The records below are to be repeated in full, exactly as they are.

═══ SUPPLIED ENTRIES ═══

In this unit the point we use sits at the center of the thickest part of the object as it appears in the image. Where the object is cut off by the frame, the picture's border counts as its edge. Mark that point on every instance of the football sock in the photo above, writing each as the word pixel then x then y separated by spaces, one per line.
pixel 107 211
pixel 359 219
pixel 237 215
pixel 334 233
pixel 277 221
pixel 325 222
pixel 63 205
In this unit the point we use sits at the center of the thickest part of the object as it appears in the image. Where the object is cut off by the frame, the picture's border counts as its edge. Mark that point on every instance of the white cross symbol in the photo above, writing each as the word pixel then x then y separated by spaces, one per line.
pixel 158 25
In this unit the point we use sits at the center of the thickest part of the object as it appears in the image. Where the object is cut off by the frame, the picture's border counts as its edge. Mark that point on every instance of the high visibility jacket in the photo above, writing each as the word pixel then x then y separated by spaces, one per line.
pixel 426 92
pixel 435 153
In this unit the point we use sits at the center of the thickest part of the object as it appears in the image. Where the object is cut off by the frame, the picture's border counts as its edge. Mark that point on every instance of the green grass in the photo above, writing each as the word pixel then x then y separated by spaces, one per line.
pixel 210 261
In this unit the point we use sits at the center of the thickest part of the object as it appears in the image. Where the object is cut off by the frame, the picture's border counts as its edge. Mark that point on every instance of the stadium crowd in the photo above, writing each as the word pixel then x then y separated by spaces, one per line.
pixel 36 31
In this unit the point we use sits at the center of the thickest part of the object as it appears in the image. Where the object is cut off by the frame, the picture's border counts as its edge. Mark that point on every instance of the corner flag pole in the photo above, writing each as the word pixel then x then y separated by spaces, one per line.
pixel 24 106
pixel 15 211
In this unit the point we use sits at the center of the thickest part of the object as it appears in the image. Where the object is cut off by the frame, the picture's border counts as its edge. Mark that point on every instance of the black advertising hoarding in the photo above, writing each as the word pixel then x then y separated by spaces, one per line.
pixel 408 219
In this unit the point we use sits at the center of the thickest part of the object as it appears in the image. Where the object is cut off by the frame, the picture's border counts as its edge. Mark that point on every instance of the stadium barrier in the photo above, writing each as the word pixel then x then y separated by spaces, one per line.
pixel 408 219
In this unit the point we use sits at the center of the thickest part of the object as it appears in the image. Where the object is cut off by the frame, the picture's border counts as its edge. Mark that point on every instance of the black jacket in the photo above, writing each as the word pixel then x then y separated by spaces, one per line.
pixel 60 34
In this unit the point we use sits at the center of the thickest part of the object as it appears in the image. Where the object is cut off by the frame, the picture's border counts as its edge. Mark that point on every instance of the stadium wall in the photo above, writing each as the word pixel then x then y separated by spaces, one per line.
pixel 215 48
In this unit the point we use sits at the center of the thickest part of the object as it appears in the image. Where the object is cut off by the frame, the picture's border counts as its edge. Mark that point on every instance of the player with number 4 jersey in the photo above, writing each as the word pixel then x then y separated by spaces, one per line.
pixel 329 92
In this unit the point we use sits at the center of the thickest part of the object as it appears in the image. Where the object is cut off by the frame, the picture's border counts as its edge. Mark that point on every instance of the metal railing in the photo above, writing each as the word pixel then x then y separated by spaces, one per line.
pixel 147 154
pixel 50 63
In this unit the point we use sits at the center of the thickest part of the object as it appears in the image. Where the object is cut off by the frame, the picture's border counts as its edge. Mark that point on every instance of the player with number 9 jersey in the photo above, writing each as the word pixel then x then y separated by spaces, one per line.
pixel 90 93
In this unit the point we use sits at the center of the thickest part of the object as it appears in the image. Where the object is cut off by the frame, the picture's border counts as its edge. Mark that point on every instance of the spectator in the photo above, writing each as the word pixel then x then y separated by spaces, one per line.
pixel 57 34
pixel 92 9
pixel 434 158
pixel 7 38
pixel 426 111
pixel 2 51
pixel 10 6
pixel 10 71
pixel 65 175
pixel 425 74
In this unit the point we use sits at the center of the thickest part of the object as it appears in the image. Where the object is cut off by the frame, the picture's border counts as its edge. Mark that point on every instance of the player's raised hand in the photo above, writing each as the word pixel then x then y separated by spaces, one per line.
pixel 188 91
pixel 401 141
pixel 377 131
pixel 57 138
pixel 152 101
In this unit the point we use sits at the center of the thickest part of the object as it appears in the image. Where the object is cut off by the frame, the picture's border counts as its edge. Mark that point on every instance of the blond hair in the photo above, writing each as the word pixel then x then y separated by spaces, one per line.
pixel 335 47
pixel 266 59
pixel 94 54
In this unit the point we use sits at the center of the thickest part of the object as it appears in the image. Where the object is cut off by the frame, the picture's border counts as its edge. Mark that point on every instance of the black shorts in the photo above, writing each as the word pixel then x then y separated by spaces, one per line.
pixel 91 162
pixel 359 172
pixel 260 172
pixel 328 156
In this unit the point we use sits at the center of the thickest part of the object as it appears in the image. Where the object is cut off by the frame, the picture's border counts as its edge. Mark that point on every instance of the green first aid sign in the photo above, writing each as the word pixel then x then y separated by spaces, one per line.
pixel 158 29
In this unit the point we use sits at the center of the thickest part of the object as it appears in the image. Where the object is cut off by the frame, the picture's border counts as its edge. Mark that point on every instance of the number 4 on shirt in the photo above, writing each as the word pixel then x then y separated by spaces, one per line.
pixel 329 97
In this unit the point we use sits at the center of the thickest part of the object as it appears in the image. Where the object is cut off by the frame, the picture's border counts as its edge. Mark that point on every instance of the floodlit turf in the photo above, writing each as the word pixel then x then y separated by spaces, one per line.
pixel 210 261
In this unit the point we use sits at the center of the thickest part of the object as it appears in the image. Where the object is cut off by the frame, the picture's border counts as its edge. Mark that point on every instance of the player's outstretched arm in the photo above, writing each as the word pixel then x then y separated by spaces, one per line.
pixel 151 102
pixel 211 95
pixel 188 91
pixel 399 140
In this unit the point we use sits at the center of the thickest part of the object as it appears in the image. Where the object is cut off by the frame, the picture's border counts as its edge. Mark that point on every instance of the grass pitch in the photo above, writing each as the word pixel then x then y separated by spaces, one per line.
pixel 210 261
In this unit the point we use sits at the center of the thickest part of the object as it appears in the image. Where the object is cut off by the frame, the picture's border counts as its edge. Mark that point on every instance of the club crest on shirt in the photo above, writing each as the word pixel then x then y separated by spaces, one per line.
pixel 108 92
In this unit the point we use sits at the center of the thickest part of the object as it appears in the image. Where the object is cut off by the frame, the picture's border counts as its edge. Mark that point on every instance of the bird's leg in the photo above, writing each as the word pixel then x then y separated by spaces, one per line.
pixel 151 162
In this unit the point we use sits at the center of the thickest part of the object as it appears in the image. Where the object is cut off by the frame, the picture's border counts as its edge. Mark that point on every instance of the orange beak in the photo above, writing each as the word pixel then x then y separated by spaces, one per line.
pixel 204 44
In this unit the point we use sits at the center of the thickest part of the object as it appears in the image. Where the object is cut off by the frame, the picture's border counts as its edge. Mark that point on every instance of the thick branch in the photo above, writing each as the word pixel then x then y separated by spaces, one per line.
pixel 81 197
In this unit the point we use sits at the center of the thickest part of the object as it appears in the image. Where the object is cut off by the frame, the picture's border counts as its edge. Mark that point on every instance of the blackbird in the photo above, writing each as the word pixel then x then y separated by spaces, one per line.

═══

RESPONSE BELOW ▸
In this unit the point we use sits at the center of the thickest part of the object as it appears in the image. Where the object is cut off by the frame, the picture's border counts as its edge. Mark that point on every instance of the football sock in the photo above, writing each as the word pixel then x then y separated by spaces, one per line.
pixel 107 211
pixel 359 219
pixel 237 215
pixel 334 233
pixel 277 221
pixel 325 222
pixel 63 205
In this unit the point we use sits at the center of the thickest part of the object as it appears in the image. Where the object is cut off by the frame, the picture's border counts as its edge. Mark that point on every instance of the white cross symbol in the photo above, writing each as the word pixel then x then y separated by spaces, one per line.
pixel 158 25
In this unit the point we use sits at the center of the thickest part of the object as it appears in the image. Where the object is cut off by the frame, the picture's border counts as its edge. Mark that point on every instance of the high visibility jacket in the photo above, writing each as the word pixel then x then y separated by spaces, one per line.
pixel 426 92
pixel 435 153
In this unit the point we use sits at the center of the thickest part of the object as it appears in the image. Where the object is cut off by the frame, the picture's border counts as its edge. Mark that point on every instance of the green grass in the photo above, writing each as the word pixel then x then y separated by spaces, one per line.
pixel 210 261
In this unit the point we use sits at the center of the thickest part of the object as it appears in the image. Where the object is cut off by the frame, the picture's border counts as its edge. Mark that point on every instance of the stadium crowd in the photo above, writing each as the word pixel then x then y separated by spaces, one per line.
pixel 36 31
In this unit the point we use sits at the center of the thickest part of the object as it appears in the image. Where the object is cut off by the frame, the picture's border counts as its edge. Mark that point on every instance of the corner flag pole in the photo above, writing each as the word pixel then x then y separated by spaces, one per line.
pixel 24 106
pixel 15 211
In this unit the point we use sits at the center of the thickest part of the object as it appears in the image. Where the object is cut off by the frame, the picture's border counts as its edge. Mark that point on every instance of the black advertising hoarding in the photo above, writing each as the word pixel then x then y separated by spaces, one per line.
pixel 408 219
In this unit the point we use sits at the center of the thickest part of the object as it appears in the image. Where the object is cut off by the frame, the picture's border counts as its edge. Mark that point on every instance of the stadium barrier in the photo above, writing each as the word pixel then x then y separated by spaces, one per line.
pixel 408 219
In this unit the point we use sits at the center of the thickest part of the object as it appears in the image. Where the object is cut off by the frame, the picture's border counts as its edge. Mark that point on every instance of the black jacket in the photo above, writing each as the word pixel then x then y separated by spaces, one per line.
pixel 60 34
In this unit the point we use sits at the center of the thickest part of the object as it appears in the image. Where the object is cut off by the frame, the picture's border counts as its edge. Mark that point on every instance of the stadium wall in the photo above, writing each as the word pixel then x then y separated by spaces, one per line.
pixel 215 48
In this unit the point we use sits at the center of the thickest part of the object as it appears in the image. Where the object is cut off by the frame, the picture's border counts as its edge. Mark that point on every instance of the player with number 4 jersey in the photo above, writing each as the word pixel then x then y separated by spaces, one per line.
pixel 329 92
In this unit the point we use sits at the center of the thickest part of the object as it appears in the image. Where the object is cut off by the frame, the picture's border counts as its edge. Mark that point on every instance of the metal railing in the photo above, writing each as the word pixel then x then y separated by spaces, one per line.
pixel 147 154
pixel 50 63
In this unit the point we use sits at the center of the thickest part of the object as it appears in the image. Where the object is cut off by the frame, the picture's border counts as its edge. Mark that point on every instance of the player with number 9 jersey in the photo above, writing each as the word pixel then x then y separated by spaces, one per line.
pixel 90 93
In this unit the point we use sits at the center of the thickest part of the object as it appears in the image. Where the object is cut off by the frame, the picture's border counts as its edge. Mark that point on every instance of the spectator in the photo above, writing each as the word pixel then x then y separated by spaces, one per line.
pixel 57 34
pixel 92 9
pixel 434 158
pixel 7 38
pixel 426 111
pixel 2 51
pixel 10 6
pixel 10 71
pixel 65 175
pixel 425 74
In this unit the point we use sits at the center of the thickest part of the object as it appears in the image. Where the object is cut off by the frame, the picture's border counts as its edge. Mark that point on every instance of the player's raised hand in the photo above, writing each as the word pixel then x then y separated by spaces, one per line.
pixel 188 91
pixel 401 141
pixel 377 131
pixel 57 138
pixel 152 101
In this unit the point we use sits at the center of the thickest part of the object as it appears in the image. Where the object is cut off by the frame, the picture's border counts as its edge. Mark that point on every instance of the blond hair in the photo above, writing each as the word pixel then x then y separated by spaces, one per line.
pixel 335 47
pixel 266 59
pixel 94 54
In this unit the point we use sits at the center of the thickest part of the object as it appears in the image. Where the object is cut off by the frame, the picture's border counts as its edge. Mark that point on every instance of the black shorts in the photo above, writing each as the word pixel then x then y separated by spaces, one per line.
pixel 91 162
pixel 359 172
pixel 260 172
pixel 328 156
In this unit the point we use sits at the center of the thickest part of the object as it appears in the image. Where the object is cut off by the frame, the picture's border counts as its edge. Mark that point on every instance of the green first aid sign in the photo above, writing each as the word pixel then x then y separated by spaces, one per line.
pixel 158 29
In this unit the point we use sits at the center of the thickest part of the object as it appears in the image. Where the object is cut off by the frame, the picture's border counts as its edge. Mark that point on every instance of the number 4 on shirt in the photo above, writing each as the word pixel then x then y separated by spaces, one per line.
pixel 329 97
In this unit the point we use sits at the center of the thickest part of the object as it appears in the image. Where the object is cut off by the frame, the picture's border counts as its edge. Mark that point on every instance of the floodlit turf in the photo above, writing each as the word pixel then x then y separated by spaces, one per line.
pixel 210 261
In this unit the point we use sits at the center of the thickest part of the object as it appears in the image. Where the object is cut off by the frame, the picture's border counts as its edge. Mark that point on every instance of the player's outstretched arm in the photo above, writing each as the word pixel then x then y separated by spaces, one per line.
pixel 151 102
pixel 211 95
pixel 188 91
pixel 399 140
In this unit the point we use sits at the center of the thickest part of the object as it appears in the image. Where the object is cut off by the frame, the picture's border counts as its edge. Mark that point on every instance of the grass pitch in the photo above, writing each as the word pixel then x then y separated by spaces, one per line.
pixel 210 261
In this unit the point we use sits at the center of the thickest part of the object as it appears in the image. Where the object is cut off by the frame, the picture's border counts as its edge. Mark that point on every instance of the club crest on shirt in the photo above, writing each as the word pixel then x then y separated by spaces, one per line.
pixel 108 92
In this unit the point we use sits at the center of the thickest part of the object as it appears in the image. Where the object is cut off by the frame, the picture's border counts as its edge. Mark that point on every instance of the bird's leg in the photo above, writing each as the word pixel then x then y separated by spaces, one per line.
pixel 151 162
In this unit the point we use sits at the center of the thickest part of the object as it appears in the image. Where the object is cut off by the frame, the picture's border counts as its edge. Mark that point on every instance of the orange beak in the photo above, writing each as the word pixel then x then y separated by spaces, one per line.
pixel 204 44
In this unit the point we use sits at the center of the thickest part of the object as it appears in the image. Where the object is cut off by the frame, the picture's border counts as its edge. Mark that point on every instance of the thick branch in the photo above, writing each as the word pixel then x then y separated by spaces, one per line.
pixel 81 197
In this unit the point we use sits at the center of the thickest part of the object as it appears in the image. Where the object is cut off by the frame, the picture's border counts as its edge. Mark that point on every instance of the blackbird in the photo above, writing each as the word pixel then x then y separated by spaces, one per line.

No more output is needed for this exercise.